§ TASK TO COMPLETE:
Starting at the first line and ending at the last, output the data exactly.

§ TASK DATA:
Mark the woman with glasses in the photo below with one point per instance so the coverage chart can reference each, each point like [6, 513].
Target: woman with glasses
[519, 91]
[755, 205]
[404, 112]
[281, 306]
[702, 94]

§ RESPONSE AREA:
Mark the woman with glasses in the photo below with one point per instance so the coverage chart can reference each, each point like [6, 513].
Target: woman with glasses
[519, 91]
[755, 205]
[404, 112]
[281, 306]
[702, 94]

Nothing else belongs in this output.